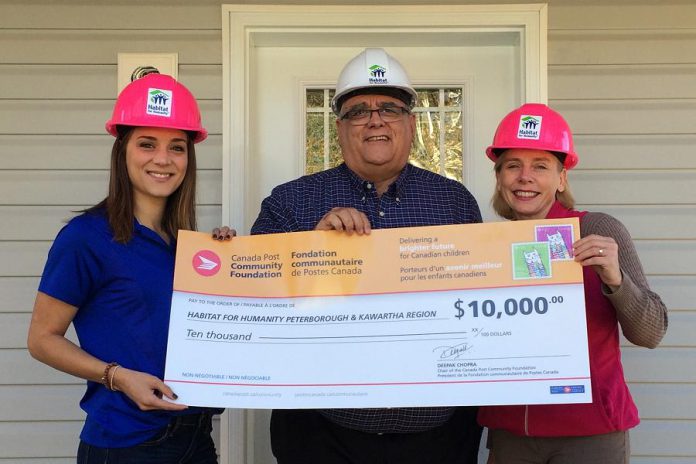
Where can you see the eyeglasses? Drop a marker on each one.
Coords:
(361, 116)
══════
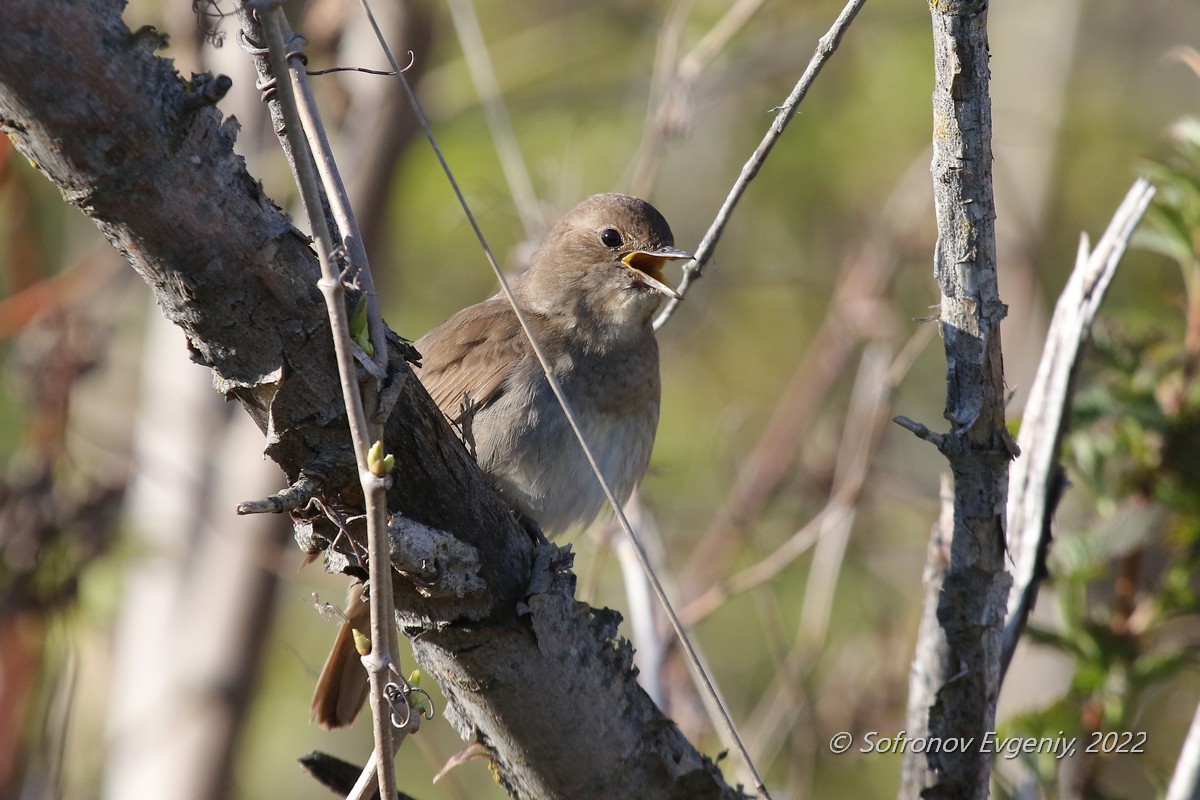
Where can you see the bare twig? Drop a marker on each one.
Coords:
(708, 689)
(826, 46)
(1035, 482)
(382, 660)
══════
- _PROBLEM TO WORK ON_: Count how many lines of the material above contain the string "each", treating uppercase and lowercase as different. Reply with the number alone.

- _RESULT_: 2